Dans les textes, il n’existe formellement un comité de sélection des postes de premiers responsables qu’à la Banque de Développement des Etats de l’Afrique Centrale (BDEAC), même si ses procédures ne semblent pas connues ou appliquées. A la Commission Bancaire de l’Afrique Centrale (COBAC), institution à caractère éminemment technique, qui impose des critères stricts pour la désignation des dirigeants des banques et de leurs commissaires aux comptes, il est constaté l’absence totale d’une énonciation dans un texte de portée générale (seule mention connue uniquement dans le règlement portant organisation des sessions de ladite Commission) du rôle du Secrétariat Général de la COBAC ainsi que des critères de choix de ses responsables. Les candidatures sont donc, pour la plupart, directement proposées aux comités ministériels de contrôles desdites institutions par des postulants adoubés par des hautes personnalités politiques du régime au pouvoir. Cette politisation des fonctions, en violation flagrante des dispositions des textes réglementaires de la CEMAC et de ses institutions (Traité, conventions, statuts, code de déontologie, etc.), a aussi pratiquement gagné celles de niveau inférieur (Directeurs, adjoints au Directeur, etc.), créant de la sorte un climat de positionnement permanent parmi les cadres dont l’évolution de carrière n’est plus déterminée par leurs réalisations professionnelles.

Cette situation désolante, qui ne peut qu’impacter négativement l’efficacité des institutions affectées, provient de l’inertie des organes de contrôle qui ne jouent toujours pas leur rôle, oubliant que ce sont les dérives révélées par voie de presse qui ont mené aux mesures préconisées en 2010. En notant que la question de la rotation des postes dirigeants n’est qu’un aspect de la gouvernance globale des institutions, il est évident que la préoccupation affirmée par les Chefs d’Etat dans l’acte susmentionné, de soumettre la rotation à l’application de la bonne gouvernance, semble être passée inaperçue.

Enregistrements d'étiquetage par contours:

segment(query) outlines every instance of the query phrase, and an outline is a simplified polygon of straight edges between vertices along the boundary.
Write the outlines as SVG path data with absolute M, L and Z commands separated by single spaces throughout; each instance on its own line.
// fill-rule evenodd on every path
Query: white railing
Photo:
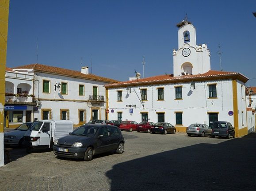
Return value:
M 31 103 L 33 102 L 34 99 L 32 97 L 6 96 L 6 103 Z

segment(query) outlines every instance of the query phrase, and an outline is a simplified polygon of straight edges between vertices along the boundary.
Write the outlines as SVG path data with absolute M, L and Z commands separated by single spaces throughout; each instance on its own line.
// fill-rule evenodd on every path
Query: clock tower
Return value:
M 174 49 L 173 76 L 203 73 L 210 70 L 210 52 L 206 44 L 196 45 L 195 28 L 187 21 L 177 25 L 178 44 Z

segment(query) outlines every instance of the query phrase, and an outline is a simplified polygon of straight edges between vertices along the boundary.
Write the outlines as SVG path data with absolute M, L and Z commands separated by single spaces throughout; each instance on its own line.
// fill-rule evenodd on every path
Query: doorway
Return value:
M 98 110 L 92 110 L 92 120 L 98 119 Z
M 218 121 L 218 113 L 209 113 L 209 126 L 211 128 L 214 122 Z

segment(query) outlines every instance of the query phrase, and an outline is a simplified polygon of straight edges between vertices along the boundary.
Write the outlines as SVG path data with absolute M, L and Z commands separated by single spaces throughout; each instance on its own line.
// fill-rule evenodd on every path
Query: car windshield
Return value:
M 15 130 L 19 130 L 20 131 L 27 131 L 31 127 L 32 123 L 24 123 L 21 124 L 19 127 L 15 129 Z
M 157 122 L 156 123 L 155 125 L 163 125 L 164 123 L 163 123 L 162 122 Z
M 122 124 L 129 124 L 130 123 L 130 121 L 122 121 Z
M 34 121 L 32 124 L 31 129 L 34 131 L 39 131 L 42 124 L 43 122 L 42 121 Z
M 195 123 L 195 124 L 191 124 L 190 126 L 191 126 L 191 127 L 198 127 L 200 126 L 200 124 L 198 124 L 197 123 Z
M 94 126 L 81 126 L 70 133 L 71 135 L 93 136 L 98 128 Z

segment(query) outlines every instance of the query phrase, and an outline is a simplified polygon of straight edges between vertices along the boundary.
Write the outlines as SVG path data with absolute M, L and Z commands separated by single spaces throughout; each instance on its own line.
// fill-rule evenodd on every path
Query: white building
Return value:
M 7 68 L 5 72 L 4 126 L 16 126 L 33 121 L 36 105 L 33 93 L 34 75 Z
M 41 119 L 70 120 L 80 125 L 91 119 L 105 119 L 104 85 L 118 81 L 81 72 L 34 64 L 13 69 L 31 74 L 36 100 L 32 121 Z
M 174 50 L 173 74 L 106 84 L 109 120 L 168 122 L 178 132 L 191 123 L 231 122 L 237 137 L 248 133 L 245 83 L 237 72 L 210 70 L 206 44 L 196 45 L 195 29 L 183 21 Z
M 256 87 L 248 87 L 245 92 L 248 132 L 254 132 L 256 124 Z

## Énoncé de la tâche A
Recopiez à l'identique les enregistrements, depuis leur début jusqu'à la ligne contenant "M 218 121 L", ces deux bornes comprises. Omettez les images dans votre réponse.
## Énoncé de la tâche B
Poursuivez le texte sur la gouvernance des institutions de la CEMAC à partir de sa dernière phrase.

## Réponse attendue A
segment(query) outlines every instance of the query phrase, and an outline is a simplified polygon of straight edges between vertices along the boundary.
Write the outlines as SVG path data with absolute M, L and Z commands separated by single spaces throughout; each instance on its own line.
// fill-rule evenodd on every path
Query: white railing
Photo:
Return value:
M 31 103 L 33 102 L 34 99 L 32 97 L 6 96 L 6 103 Z

segment(query) outlines every instance of the query phrase, and an outline is a simplified polygon of straight edges between vertices along the boundary.
Write the outlines as SVG path data with absolute M, L and Z commands separated by single spaces throughout; each instance on its own line.
// fill-rule evenodd on every path
Query: clock tower
Return value:
M 174 49 L 173 76 L 203 73 L 210 70 L 210 52 L 206 44 L 196 45 L 195 28 L 187 21 L 177 25 L 178 44 Z

segment(query) outlines every instance of the query phrase, and an outline is a simplified polygon of straight edges between vertices along the boundary.
Write the outlines as SVG path data with absolute M, L and Z commands separated by single spaces throughout; each instance on its own line.
// fill-rule evenodd on every path
Query: doorway
Return value:
M 98 110 L 92 110 L 92 120 L 98 119 Z
M 218 121 L 218 113 L 209 113 L 209 126 L 211 128 L 214 122 Z

## Réponse attendue B
Après plusieurs années d’expérience, la traduction de ce besoin d’audit dans des dispositions adéquates, et surtout son opérationnalisation, favoriseraient désormais la gestion vertueuse de toutes les institutions de la CEMAC. Cette occasion pourrait être saisie pour instaurer l’audition préalable des premiers responsables des principaux organes de la CEMAC, en l’occurrence le Président de la Commission, le Gouverneur de la BEAC et le Président de la BDEAC, par le Parlement de la CEMAC, et réclamer le dépôt préalable d’une déclaration de patrimoine auprès de la Cour des Comptes, déclaration à actualiser à la fin du mandat. A cet égard, il faut signaler que la CEMAC qui a édicté récemment le Code de bonne gouvernance et de transparence budgétaire imposant aux responsables des institutions nationales une telle déclaration, ne pousse pas les Etats à l’appliquer, de peur peut-être qu’il ne lui soit demandé de commencer par ses propres dirigeants.

La mise en œuvre immédiate, enfin, de la décision des Chefs d’Etat, contenue dans le communiqué final de leur sommet de Bangui le 17 janvier 2010, d’auditer chaque année les institutions de la Communauté, sonnera l’heure de la fin de l’impunité des dirigeants coupables d’indélicatesses avec les ressources et les biens publics. Au minimum, l’audit doit être requis en fin de mandat. Le silence entretenu jusqu’à aujourd’hui est certainement interprété comme une tolérance de la gabegie, selon « l’adage qui ne dit mot consent ». A date, seul un ancien Directeur central de la BEAC a été momentanément emprisonné à Libreville en 2013 dans le cadre du détournement commis en 2009 à la représentation parisienne de l’Institut d’émission.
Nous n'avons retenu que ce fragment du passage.